Friday, August 13, 2004
Ron Reagan Jr. has a wonderful essay in next month's Esquire: The Case Against George W. Bush. Some choice bits:
Politicians will stretch the truth. They'll exaggerate their accomplishments, paper over their gaffes. Spin has long been the lingua franca of the political realm. But George W. Bush and his administration have taken "normal" mendacity to a startling new level far beyond lies of convenience. On top of the usual massaging of public perception, they traffic in big lies, indulge in any number of symptomatic small lies, and, ultimately, have come to embody dishonesty itself. They are a lie. And people, finally, have started catching on.Read the whole thing and pass it along to any recovering-Republican friends and relatives who need a concise, readable roundup of Bush's Lies, as told by someone they should find credible.
All administrations will dissemble, distort, or outright lie when their backs are against the wall, when honesty begins to look like political suicide. But this administration seems to lie reflexively, as if it were simply the easiest option for busy folks with a lot on their minds. While the big lies are more damning and of immeasurably greater import to the nation, it is the small, unnecessary prevarications that may be diagnostic. Who lies when they don't have to? When the simple truth, though perhaps embarrassing in the short run, is nevertheless in one's long-term self-interest? Why would a president whose calling card is his alleged rock-solid integrity waste his chief asset for penny-ante stakes? Habit, perhaps. Or an inability to admit even small mistakes.

* **Task statement**:
Answer the following questions about the blog post above.
1. In which magazine does the essay appear?
2. What does the post say has long been the lingua franca of the political realm?
3. What two possible reasons does the post give for a president wasting his chief asset for penny-ante stakes?

* **Dataset records**:
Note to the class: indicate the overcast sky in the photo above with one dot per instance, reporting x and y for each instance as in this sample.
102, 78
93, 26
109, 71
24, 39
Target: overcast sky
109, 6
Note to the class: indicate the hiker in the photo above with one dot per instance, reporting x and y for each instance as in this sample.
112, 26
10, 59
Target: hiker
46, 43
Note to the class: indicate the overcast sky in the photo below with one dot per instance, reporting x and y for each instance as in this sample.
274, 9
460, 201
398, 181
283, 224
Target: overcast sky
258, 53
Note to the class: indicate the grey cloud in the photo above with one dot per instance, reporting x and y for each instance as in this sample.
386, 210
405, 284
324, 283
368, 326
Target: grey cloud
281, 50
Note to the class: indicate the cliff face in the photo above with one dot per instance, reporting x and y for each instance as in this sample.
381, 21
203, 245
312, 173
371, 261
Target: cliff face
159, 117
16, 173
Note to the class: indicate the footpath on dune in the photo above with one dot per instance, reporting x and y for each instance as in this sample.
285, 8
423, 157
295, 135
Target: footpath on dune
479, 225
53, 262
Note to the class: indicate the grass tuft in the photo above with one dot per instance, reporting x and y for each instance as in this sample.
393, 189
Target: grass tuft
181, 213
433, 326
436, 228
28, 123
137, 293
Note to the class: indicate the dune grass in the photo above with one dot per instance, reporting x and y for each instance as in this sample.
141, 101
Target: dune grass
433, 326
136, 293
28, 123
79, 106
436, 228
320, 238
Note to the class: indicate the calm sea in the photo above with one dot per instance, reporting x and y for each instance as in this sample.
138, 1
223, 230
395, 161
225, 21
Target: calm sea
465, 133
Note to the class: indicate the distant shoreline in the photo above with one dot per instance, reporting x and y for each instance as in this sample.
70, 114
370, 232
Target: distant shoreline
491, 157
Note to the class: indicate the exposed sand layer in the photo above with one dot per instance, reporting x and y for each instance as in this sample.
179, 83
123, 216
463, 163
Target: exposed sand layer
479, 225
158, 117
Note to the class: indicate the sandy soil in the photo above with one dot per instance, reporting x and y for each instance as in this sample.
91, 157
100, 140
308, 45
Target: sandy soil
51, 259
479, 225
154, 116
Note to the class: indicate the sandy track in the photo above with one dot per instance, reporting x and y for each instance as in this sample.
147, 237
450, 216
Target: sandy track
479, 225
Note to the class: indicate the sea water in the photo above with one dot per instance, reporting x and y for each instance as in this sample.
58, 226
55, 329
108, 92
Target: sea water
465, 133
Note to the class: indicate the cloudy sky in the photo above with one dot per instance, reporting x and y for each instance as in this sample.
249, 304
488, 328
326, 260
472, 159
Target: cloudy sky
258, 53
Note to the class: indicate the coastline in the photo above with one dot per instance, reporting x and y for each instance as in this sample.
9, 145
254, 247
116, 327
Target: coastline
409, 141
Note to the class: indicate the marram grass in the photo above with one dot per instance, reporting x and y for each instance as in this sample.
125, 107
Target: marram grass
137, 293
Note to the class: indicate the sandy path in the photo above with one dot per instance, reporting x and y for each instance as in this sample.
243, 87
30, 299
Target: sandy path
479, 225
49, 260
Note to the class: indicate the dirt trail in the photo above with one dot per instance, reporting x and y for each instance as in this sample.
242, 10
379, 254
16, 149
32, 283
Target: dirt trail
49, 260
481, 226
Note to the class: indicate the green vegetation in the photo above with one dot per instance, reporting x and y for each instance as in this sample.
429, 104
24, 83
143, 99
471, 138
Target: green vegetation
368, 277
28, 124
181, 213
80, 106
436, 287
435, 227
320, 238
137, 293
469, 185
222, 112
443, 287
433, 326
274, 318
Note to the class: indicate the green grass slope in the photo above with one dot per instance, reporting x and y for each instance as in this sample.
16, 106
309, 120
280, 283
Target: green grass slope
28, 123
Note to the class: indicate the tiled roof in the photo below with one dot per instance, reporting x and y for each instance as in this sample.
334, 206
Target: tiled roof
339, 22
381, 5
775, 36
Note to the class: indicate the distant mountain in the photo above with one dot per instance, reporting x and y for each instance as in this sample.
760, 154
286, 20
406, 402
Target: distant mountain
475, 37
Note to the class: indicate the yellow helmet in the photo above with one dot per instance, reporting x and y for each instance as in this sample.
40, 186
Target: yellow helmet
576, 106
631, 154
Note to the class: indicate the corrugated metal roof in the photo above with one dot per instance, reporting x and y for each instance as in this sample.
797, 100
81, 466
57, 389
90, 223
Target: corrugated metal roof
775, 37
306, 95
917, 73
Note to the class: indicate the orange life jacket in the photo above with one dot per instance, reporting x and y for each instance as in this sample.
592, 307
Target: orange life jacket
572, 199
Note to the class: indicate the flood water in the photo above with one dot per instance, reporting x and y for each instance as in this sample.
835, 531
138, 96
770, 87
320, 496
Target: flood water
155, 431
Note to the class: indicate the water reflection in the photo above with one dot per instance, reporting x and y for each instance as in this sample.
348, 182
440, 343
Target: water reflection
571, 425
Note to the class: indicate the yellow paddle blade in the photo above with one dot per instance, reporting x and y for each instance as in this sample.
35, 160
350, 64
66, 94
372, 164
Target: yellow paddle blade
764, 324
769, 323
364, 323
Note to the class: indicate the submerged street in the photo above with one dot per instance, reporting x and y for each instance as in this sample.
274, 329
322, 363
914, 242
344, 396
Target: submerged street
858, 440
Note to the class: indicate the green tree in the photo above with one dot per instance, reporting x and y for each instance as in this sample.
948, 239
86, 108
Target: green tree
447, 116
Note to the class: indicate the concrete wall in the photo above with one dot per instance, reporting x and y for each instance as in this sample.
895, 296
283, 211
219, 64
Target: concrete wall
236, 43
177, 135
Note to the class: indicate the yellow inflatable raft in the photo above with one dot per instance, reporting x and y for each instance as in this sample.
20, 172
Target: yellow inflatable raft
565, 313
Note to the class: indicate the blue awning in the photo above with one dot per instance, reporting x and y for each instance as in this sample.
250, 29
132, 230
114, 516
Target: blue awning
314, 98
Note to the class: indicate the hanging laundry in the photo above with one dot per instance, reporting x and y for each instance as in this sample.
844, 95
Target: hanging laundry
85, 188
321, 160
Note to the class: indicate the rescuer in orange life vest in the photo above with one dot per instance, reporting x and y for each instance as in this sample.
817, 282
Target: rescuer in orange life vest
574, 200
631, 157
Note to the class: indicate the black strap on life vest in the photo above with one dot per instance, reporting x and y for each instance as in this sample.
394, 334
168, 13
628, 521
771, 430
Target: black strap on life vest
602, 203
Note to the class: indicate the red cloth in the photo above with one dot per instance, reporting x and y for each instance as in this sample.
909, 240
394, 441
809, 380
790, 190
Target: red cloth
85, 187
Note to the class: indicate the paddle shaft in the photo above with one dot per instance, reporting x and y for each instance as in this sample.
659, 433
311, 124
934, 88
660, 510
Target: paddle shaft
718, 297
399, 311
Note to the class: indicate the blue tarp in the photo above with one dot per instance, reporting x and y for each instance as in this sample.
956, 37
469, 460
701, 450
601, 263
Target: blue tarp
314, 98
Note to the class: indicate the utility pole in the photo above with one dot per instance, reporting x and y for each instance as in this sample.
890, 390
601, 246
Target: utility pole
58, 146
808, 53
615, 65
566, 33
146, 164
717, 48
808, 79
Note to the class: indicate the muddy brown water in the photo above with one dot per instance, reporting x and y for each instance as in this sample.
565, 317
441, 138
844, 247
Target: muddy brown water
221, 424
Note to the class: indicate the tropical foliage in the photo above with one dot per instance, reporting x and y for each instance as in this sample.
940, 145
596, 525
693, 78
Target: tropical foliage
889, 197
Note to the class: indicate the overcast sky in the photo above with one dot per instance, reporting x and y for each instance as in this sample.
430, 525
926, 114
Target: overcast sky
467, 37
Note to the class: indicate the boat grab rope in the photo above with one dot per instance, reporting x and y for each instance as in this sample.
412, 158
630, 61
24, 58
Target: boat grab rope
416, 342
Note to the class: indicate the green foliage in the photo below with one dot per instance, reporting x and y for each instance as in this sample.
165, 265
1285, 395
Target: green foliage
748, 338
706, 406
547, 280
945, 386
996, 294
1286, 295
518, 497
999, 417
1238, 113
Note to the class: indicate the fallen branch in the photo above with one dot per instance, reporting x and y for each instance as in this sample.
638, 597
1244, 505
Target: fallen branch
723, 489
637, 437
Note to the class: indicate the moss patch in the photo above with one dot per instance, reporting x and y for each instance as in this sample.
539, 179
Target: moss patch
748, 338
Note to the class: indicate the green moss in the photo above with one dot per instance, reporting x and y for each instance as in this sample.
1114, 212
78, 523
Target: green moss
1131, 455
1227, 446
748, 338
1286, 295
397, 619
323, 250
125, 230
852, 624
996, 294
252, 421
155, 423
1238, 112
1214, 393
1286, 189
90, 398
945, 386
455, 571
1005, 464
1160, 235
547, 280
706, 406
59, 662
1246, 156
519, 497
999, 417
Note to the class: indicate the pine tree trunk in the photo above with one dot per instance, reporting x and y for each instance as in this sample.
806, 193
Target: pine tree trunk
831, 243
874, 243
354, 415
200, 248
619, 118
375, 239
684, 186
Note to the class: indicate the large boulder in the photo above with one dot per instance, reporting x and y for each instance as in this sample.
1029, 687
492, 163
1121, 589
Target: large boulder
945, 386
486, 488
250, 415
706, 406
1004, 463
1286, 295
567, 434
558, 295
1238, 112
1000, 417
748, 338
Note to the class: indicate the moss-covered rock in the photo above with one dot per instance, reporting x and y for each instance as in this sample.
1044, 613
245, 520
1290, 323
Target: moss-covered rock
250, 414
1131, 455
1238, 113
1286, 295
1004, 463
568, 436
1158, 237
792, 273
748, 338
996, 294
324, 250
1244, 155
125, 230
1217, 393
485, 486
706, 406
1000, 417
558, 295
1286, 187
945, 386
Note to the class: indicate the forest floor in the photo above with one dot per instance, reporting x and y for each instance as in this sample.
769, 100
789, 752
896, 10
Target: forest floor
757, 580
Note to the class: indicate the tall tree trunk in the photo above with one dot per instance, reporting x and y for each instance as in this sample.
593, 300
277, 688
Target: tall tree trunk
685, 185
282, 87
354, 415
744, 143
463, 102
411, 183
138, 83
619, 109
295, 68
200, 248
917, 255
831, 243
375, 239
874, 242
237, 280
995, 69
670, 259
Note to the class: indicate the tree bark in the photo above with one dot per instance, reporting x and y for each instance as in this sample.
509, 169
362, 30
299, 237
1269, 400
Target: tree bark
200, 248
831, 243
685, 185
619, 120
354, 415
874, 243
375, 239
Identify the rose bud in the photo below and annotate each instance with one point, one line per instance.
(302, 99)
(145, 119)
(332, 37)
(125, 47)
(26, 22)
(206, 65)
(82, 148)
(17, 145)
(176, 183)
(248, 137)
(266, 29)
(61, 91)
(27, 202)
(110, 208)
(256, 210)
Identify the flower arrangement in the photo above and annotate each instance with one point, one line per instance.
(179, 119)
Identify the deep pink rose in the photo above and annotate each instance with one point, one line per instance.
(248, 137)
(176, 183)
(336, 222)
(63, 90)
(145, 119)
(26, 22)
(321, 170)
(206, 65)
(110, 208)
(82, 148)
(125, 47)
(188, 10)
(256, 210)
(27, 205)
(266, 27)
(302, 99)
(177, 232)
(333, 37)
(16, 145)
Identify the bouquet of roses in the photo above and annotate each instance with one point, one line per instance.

* **Your response**:
1. Esquire
2. Spin
3. Habit, or an inability to admit even small mistakes